= AIM =
What is needed is an exact copy of the entries below, from the line that contains "Indicate the grass" through the final line, both included, and nothing else.

--- STORED DATA ---

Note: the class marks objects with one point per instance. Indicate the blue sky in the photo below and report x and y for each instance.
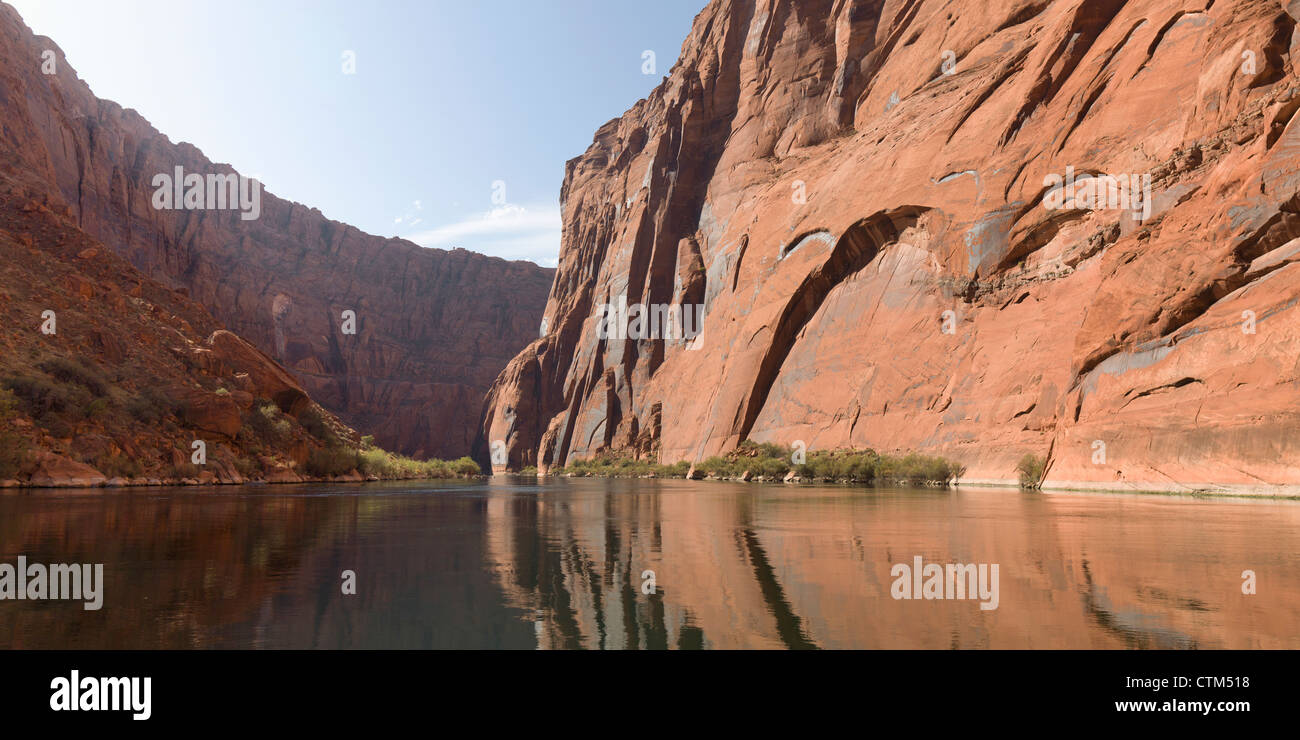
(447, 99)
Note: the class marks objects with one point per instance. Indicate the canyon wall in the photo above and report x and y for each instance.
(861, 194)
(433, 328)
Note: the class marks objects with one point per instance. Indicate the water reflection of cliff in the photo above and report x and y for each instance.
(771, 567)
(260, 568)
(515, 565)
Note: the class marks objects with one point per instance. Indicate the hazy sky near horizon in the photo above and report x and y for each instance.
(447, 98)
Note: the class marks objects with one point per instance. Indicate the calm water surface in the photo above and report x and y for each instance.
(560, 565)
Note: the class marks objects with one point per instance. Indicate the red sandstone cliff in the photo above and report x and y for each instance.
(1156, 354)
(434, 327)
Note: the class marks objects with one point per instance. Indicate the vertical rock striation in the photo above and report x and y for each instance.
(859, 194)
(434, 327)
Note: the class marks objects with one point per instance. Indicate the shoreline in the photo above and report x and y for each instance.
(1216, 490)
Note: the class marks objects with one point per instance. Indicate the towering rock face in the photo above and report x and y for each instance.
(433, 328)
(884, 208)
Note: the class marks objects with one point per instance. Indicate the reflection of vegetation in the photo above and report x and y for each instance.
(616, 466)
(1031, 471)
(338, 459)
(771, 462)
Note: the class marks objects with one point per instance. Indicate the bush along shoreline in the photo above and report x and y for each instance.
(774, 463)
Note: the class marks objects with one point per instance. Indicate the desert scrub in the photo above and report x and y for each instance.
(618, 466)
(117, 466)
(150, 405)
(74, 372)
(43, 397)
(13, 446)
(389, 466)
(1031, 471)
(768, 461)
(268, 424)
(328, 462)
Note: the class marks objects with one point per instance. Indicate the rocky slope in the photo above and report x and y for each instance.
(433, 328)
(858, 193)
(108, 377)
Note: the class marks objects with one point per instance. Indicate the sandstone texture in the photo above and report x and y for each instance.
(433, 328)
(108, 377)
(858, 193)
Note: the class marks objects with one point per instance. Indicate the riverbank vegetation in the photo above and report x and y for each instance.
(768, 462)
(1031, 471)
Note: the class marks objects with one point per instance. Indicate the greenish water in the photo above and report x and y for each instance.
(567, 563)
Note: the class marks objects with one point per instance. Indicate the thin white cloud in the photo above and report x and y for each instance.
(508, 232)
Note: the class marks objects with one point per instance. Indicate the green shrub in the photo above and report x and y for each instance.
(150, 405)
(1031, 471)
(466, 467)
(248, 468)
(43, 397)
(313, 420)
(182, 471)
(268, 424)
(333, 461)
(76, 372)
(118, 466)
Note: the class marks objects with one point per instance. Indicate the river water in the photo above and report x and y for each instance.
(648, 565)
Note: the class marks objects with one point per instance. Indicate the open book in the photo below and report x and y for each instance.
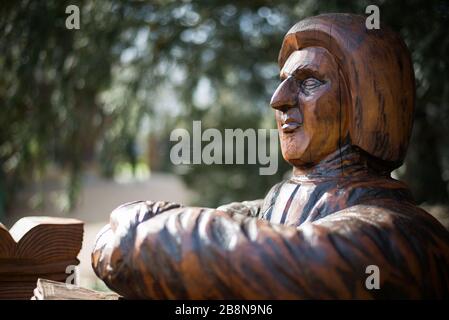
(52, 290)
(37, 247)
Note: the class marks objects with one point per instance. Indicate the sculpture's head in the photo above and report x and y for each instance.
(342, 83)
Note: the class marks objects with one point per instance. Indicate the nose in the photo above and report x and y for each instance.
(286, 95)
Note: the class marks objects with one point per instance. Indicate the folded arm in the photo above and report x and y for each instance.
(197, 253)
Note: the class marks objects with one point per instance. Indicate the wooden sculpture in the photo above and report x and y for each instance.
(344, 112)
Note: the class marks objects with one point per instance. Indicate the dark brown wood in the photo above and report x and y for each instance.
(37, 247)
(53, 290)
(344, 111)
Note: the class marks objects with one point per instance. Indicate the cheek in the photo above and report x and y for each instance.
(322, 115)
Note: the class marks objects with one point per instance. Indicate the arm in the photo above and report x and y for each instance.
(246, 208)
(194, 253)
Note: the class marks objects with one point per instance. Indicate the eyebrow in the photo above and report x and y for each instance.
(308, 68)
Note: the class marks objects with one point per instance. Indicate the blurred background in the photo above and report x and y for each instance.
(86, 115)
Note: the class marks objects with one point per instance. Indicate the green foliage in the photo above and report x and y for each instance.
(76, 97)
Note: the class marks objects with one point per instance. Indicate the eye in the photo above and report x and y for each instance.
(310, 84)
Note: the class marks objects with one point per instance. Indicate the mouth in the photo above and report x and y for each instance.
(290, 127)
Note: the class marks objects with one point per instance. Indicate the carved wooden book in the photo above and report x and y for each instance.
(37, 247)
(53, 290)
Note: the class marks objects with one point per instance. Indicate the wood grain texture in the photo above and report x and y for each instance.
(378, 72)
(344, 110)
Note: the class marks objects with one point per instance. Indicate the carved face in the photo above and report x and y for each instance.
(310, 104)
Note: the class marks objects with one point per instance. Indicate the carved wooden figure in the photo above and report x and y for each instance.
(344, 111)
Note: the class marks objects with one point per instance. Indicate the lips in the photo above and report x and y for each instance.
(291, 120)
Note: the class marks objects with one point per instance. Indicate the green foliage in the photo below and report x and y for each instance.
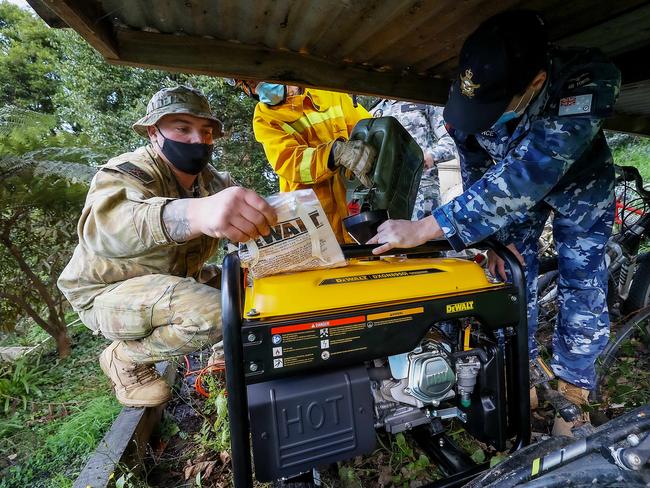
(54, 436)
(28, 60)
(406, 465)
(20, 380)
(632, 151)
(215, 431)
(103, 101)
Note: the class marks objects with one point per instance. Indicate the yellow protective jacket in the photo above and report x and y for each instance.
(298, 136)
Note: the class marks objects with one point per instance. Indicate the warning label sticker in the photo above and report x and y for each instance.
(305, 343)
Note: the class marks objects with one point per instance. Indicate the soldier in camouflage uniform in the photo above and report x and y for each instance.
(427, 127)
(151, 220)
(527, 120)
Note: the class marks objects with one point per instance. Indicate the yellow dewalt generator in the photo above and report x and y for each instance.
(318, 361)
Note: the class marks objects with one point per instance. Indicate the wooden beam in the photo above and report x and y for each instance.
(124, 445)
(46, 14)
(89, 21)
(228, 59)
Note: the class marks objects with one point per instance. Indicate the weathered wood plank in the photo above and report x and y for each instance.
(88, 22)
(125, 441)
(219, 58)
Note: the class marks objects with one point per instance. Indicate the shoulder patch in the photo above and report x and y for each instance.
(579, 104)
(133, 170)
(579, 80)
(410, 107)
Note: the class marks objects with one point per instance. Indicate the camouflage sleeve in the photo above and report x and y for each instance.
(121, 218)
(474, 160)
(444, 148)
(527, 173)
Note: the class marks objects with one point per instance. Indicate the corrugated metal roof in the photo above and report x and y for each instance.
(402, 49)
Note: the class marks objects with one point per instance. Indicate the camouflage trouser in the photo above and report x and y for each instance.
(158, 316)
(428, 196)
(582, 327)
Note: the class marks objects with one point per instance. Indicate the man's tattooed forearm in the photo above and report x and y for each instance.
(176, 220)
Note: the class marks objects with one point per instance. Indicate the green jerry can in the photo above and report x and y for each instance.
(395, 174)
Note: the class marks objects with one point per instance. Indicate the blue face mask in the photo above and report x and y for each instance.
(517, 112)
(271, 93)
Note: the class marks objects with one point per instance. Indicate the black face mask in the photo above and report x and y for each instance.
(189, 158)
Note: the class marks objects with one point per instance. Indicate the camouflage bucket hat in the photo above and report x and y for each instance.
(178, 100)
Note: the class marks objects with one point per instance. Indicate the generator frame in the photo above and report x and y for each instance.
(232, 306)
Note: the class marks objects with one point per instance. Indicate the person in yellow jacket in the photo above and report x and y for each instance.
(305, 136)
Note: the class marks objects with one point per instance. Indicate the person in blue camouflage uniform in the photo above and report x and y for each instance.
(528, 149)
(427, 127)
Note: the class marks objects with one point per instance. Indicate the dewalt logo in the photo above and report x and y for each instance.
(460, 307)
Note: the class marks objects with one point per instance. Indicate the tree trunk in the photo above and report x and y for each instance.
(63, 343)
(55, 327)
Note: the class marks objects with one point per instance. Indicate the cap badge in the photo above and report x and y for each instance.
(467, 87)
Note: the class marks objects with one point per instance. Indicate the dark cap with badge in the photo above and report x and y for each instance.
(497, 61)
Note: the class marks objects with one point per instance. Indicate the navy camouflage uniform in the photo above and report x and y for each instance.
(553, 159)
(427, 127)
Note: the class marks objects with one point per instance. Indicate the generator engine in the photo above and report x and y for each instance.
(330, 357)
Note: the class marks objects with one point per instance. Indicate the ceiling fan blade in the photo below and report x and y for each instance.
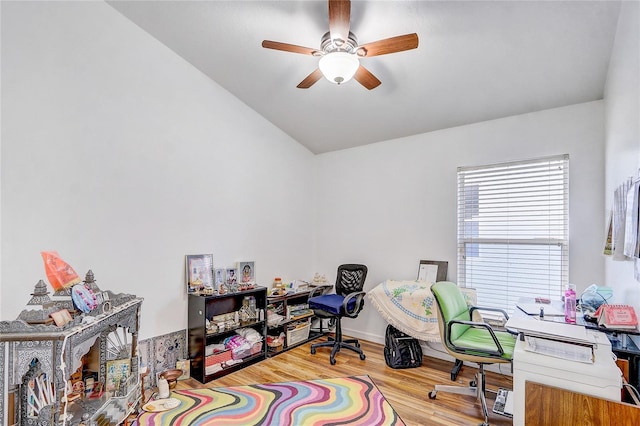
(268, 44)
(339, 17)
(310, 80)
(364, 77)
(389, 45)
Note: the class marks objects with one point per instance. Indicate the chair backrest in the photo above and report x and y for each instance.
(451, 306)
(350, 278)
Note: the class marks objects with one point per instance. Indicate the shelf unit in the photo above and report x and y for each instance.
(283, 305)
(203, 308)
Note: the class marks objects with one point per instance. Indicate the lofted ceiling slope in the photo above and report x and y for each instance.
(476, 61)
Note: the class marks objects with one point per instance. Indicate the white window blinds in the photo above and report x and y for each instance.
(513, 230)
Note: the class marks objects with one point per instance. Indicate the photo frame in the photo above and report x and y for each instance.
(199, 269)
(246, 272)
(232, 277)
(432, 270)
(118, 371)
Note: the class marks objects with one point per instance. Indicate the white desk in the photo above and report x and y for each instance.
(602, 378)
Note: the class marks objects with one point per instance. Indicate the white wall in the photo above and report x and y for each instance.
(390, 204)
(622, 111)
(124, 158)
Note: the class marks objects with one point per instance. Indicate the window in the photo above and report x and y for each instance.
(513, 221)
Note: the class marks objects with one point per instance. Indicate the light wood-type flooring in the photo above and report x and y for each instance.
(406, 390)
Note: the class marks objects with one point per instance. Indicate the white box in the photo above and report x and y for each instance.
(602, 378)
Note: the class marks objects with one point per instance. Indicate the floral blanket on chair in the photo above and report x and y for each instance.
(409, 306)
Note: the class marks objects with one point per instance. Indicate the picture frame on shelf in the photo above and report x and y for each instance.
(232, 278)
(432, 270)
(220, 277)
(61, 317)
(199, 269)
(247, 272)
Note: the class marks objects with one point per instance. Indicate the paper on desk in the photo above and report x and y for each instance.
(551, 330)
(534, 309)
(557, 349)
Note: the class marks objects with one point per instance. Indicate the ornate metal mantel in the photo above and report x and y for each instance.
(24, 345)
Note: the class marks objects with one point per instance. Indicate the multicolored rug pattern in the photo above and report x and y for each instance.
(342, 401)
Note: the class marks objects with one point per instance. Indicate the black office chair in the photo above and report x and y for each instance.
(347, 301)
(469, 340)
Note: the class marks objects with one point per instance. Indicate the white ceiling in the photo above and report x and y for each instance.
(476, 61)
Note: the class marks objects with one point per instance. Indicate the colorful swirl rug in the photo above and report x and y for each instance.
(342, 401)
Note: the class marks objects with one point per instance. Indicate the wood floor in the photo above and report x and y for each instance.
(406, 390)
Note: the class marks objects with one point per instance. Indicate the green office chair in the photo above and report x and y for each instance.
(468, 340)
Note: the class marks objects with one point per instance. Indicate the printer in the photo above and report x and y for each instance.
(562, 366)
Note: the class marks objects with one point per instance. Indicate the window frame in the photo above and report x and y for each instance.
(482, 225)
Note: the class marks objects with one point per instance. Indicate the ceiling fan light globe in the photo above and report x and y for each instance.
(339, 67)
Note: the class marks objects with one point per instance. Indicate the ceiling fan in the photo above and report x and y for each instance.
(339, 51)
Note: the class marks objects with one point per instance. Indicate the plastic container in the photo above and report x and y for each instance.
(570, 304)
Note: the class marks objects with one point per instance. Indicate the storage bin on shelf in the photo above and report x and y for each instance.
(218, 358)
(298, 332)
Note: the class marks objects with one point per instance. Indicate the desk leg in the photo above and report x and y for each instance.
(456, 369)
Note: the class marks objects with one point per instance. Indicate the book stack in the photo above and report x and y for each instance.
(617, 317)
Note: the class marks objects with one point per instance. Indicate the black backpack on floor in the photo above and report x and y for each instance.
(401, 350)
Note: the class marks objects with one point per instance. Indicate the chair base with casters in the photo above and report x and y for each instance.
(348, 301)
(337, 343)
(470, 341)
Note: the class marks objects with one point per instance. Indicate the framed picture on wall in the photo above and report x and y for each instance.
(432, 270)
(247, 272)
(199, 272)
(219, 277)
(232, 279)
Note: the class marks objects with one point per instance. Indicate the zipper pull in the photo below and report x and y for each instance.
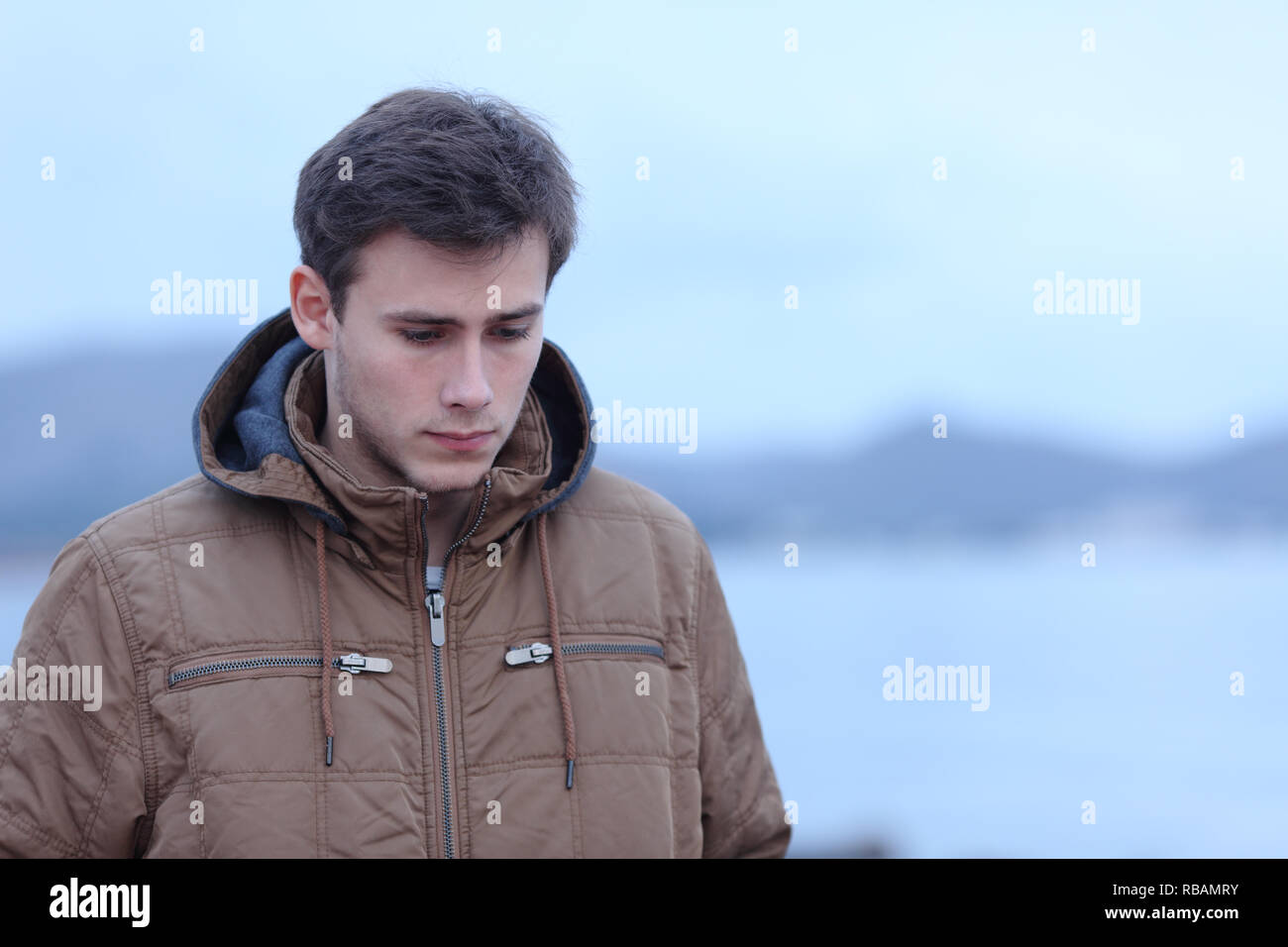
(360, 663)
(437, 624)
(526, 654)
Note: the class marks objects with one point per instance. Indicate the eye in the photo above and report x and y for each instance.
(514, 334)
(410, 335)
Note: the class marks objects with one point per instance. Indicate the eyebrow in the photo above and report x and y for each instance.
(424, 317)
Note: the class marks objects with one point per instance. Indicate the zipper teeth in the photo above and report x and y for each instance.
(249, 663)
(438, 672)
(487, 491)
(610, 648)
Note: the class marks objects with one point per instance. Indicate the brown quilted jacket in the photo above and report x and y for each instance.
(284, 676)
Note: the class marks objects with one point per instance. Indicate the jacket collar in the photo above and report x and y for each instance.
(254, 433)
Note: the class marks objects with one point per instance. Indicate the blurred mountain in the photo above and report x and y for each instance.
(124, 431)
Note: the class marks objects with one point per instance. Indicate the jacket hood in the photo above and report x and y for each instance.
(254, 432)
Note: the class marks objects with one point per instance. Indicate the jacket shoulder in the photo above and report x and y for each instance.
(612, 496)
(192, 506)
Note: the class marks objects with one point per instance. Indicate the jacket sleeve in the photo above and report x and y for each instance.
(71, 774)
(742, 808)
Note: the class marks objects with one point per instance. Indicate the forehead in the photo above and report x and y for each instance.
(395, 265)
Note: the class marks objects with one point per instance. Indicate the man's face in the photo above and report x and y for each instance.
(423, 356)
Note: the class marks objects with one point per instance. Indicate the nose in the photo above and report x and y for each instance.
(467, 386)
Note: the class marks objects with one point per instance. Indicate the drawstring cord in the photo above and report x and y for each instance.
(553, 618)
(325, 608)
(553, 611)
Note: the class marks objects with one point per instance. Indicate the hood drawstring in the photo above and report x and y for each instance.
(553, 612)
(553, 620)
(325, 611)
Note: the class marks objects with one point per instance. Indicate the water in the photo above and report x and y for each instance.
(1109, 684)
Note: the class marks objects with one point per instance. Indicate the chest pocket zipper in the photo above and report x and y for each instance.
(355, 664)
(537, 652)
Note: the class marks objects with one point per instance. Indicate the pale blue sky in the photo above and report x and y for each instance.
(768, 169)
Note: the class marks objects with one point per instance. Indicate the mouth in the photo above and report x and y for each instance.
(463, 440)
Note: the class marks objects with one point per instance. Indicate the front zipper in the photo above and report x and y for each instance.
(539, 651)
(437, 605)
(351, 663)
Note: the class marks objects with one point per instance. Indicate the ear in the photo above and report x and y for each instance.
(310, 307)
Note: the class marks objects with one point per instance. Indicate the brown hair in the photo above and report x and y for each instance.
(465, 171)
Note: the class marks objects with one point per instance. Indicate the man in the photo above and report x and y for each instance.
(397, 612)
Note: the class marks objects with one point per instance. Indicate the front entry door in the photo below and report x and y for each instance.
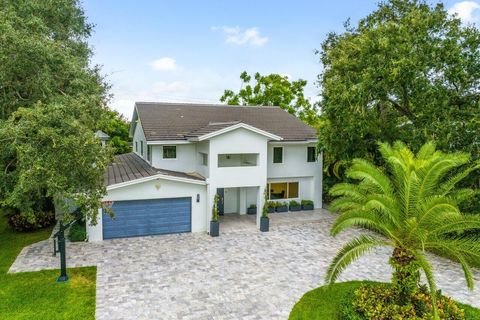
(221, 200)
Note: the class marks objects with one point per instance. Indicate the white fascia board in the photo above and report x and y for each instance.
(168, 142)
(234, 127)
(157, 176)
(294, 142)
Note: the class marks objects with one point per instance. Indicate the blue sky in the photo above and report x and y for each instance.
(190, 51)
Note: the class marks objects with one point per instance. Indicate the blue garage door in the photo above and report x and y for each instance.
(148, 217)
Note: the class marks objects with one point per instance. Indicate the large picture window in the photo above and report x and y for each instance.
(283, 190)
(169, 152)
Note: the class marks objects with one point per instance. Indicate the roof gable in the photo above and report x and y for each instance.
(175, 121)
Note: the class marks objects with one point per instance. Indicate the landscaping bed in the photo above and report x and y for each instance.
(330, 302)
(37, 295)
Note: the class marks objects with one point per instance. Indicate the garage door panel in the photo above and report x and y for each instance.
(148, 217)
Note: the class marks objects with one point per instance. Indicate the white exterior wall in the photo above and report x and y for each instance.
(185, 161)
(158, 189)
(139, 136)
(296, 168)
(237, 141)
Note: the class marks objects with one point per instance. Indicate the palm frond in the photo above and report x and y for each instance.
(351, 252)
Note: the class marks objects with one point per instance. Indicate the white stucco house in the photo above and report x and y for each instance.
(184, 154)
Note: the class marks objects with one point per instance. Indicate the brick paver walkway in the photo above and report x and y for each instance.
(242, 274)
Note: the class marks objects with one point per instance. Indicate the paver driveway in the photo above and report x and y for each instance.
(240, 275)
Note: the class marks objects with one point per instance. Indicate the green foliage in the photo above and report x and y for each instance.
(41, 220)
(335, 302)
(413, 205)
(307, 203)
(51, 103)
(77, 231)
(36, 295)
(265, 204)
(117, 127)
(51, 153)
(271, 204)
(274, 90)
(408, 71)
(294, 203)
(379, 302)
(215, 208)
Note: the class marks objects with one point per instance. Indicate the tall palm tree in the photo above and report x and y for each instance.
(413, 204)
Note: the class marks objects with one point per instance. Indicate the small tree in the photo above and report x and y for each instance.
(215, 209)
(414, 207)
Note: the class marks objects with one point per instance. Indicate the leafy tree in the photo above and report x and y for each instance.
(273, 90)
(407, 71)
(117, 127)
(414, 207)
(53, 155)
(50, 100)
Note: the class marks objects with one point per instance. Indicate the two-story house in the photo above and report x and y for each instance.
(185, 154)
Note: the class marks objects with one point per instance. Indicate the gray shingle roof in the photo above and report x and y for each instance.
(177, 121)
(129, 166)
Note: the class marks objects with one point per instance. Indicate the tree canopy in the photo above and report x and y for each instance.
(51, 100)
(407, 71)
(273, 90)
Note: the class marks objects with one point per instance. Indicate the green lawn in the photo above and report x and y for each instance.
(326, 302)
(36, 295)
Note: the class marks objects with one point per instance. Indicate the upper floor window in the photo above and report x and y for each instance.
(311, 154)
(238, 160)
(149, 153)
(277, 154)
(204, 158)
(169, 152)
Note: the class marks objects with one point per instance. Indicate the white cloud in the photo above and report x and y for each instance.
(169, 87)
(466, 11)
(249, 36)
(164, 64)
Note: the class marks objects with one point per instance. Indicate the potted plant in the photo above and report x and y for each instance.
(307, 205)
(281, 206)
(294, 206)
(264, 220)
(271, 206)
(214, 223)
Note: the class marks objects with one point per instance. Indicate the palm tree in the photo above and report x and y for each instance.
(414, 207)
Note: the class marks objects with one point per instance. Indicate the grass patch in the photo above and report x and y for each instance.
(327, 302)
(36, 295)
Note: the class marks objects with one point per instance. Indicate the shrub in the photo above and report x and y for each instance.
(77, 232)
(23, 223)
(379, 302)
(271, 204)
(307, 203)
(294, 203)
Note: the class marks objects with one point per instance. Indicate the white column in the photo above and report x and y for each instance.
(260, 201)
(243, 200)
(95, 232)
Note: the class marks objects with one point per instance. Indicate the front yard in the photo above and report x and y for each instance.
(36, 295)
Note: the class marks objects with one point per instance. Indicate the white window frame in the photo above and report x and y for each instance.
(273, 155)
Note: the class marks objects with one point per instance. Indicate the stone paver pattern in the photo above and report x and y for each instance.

---

= TASK RESULT =
Note: the class marks objects with one point per instance. Indicate the grass patch in the photo above and report x and y for each instance.
(327, 302)
(36, 295)
Note: the class marks objects with one point per instance. Indicate the shrub in the photo above and report x and y for each instance.
(77, 232)
(23, 223)
(379, 302)
(271, 204)
(307, 203)
(294, 203)
Note: the class marks objects with one point per instance. Indicate the white column in the photo above and report x and y for each instance.
(260, 201)
(243, 200)
(95, 232)
Note: the class marks objects with one point per instance. Indicate the front yard in the photo above and report x and y for each instance.
(36, 295)
Note: the class marks objects with one point per instance. Indicate the white window frame in the photo above and report x and y for each instance.
(273, 155)
Note: the class marks objects with one point per instance. Indicate the stone paver pattern in the photo above and report x and y for each instance.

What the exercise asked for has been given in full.